**Document**
──────

Recruitment messaging

Hi all,

As we start to develop the display and related recruitment materials, we wanted to get your feedback and brainstorm with you about recruitment messaging.  If you could take sometime between now and March 18th to actively bring to our attention materials and messaging about the profession that appeals to you.  In addition to posting links and pdfs/scans, feel free to also throw in your words and thoughts about what resonates (and what doesn't).  We're looking for taglines, verbage, imagery etc.  

Please keep this to a targeted discussion related to physical recruitment materials, but within those constructs please get as creative as possible and post early, post often. 

I'll be in touch soon to setup a date for us to have a virtual meeting where we can look at some of your suggestions and go through some of the existing recruitment materials available through ALA.  We'll plan to hold that session later in March, so again please seek out materials and post your thoughts and examples prior to March 18th so that we have plenty to look at and discuss during our virtual session. 

PS -- feel free to include examples of recruitment materials from other professions if you like the design, messaging etc.

Deana Greenfield's picture

Hi everyone, after being really sick for far too long I'm playing catch up on our site here!

I have a few ideas a recruitment messaging - images go a long way. It would be nice to have visuals of librarians in action so people could see that they all don't look like, wear the same clothes, do the same jobs, etc. Something about seeing real people in professions appeals to me because I start to think "maybe, I could do that? that person reminds me of myself (my mom, my cousin, a friend....)"

──────

**Tasks to carry out**
1 – By what date does the recruitment messaging post ask readers to share materials and messaging about the profession?
2 – Reproduce the passage of the recruitment messaging post starting at "Please keep this" and ending at "early, post often.".

──────

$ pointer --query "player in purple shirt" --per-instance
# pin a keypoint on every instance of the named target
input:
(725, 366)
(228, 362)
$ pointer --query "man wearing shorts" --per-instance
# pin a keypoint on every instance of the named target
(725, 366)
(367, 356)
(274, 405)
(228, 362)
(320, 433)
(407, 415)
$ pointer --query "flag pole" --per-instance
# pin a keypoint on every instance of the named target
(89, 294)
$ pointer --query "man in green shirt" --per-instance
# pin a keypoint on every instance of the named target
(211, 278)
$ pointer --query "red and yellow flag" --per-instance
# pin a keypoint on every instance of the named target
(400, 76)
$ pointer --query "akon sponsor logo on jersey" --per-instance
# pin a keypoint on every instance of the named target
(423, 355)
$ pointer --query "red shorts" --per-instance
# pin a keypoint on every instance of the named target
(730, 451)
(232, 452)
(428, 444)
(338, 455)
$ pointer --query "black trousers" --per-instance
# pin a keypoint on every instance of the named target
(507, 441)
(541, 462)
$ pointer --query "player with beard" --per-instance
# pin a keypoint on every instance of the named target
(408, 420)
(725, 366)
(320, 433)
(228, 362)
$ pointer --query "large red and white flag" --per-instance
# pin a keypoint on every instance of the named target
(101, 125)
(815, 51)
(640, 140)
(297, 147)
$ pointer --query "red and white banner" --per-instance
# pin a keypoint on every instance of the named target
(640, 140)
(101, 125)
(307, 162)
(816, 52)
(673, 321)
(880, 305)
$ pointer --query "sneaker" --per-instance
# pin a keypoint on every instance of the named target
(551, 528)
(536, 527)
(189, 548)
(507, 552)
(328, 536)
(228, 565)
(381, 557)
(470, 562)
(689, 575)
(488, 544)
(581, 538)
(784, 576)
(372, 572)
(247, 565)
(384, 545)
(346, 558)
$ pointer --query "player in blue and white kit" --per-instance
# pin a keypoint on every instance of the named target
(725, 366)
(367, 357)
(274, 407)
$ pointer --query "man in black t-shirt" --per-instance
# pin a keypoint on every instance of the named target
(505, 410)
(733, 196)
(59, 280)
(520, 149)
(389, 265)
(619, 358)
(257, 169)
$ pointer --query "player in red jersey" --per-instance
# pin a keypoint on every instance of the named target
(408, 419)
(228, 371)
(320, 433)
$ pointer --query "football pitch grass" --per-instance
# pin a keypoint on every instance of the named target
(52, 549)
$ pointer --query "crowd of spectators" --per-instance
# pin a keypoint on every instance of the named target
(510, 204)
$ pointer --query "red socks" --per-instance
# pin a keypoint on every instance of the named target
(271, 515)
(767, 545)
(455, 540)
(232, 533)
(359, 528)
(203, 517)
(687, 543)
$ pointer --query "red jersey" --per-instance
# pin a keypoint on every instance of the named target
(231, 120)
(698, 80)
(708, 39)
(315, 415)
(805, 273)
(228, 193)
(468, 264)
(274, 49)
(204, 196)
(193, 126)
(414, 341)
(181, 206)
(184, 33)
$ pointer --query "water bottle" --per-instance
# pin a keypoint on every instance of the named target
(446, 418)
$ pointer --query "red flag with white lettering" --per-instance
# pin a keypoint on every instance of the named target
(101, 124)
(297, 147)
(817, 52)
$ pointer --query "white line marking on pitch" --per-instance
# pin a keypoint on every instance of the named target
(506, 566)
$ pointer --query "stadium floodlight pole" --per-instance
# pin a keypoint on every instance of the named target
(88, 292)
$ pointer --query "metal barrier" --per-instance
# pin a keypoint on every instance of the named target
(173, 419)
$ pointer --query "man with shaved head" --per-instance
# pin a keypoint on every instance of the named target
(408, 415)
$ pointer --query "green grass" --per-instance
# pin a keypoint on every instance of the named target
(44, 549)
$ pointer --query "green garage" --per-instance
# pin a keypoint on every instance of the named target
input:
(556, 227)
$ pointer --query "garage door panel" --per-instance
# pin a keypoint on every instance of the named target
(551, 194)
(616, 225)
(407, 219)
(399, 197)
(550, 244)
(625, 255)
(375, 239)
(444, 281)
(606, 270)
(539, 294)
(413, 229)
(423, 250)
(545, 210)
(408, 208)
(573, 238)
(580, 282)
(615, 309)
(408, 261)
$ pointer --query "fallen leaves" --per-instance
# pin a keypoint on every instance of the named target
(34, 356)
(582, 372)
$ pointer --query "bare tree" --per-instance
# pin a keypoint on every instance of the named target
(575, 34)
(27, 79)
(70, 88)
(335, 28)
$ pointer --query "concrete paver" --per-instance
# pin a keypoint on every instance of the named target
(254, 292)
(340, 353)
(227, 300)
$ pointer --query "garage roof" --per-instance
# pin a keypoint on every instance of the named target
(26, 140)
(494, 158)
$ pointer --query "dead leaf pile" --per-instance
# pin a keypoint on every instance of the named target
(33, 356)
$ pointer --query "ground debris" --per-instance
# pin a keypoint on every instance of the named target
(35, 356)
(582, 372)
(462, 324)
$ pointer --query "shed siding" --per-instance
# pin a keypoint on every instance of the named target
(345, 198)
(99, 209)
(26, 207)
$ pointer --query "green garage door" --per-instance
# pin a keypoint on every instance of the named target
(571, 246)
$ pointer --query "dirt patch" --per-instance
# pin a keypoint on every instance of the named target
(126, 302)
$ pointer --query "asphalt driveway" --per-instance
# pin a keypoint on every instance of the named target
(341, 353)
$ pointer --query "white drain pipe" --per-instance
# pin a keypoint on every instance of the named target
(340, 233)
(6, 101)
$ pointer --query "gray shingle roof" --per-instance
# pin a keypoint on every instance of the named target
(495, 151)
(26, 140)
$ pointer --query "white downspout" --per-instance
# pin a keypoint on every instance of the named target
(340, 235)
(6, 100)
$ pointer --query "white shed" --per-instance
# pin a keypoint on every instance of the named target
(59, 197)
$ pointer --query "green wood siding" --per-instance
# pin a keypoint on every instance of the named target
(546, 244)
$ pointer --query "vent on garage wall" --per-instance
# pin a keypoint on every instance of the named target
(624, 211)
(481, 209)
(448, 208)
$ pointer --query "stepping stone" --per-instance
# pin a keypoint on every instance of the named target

──────

**Task responses**
1 – March 18th.

2 –
Please keep this to a targeted discussion related to physical recruitment materials, but within those constructs please get as creative as possible and post early, post often.